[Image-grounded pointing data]
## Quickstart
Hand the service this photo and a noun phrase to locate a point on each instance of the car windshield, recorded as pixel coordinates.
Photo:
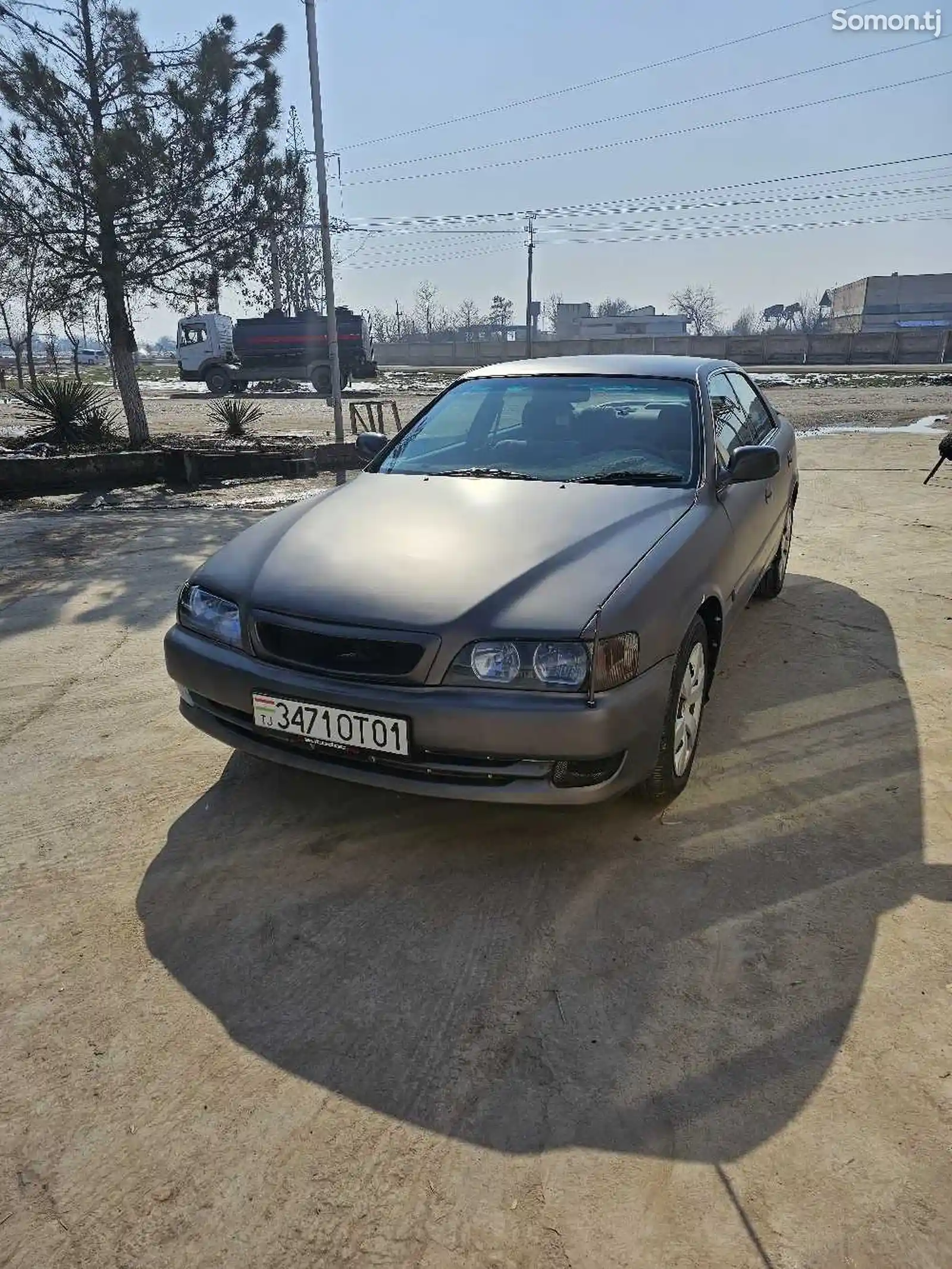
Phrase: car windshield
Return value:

▸ What to do: Word for word, set down each record shown above, omitting the pictures.

▸ Answer space:
## Quickstart
Hand the service this photo and a noun phrase to locate a point on each instance of the car windshield, recorded as pixel coordinates.
Photo:
Phrase: car windshield
Return value:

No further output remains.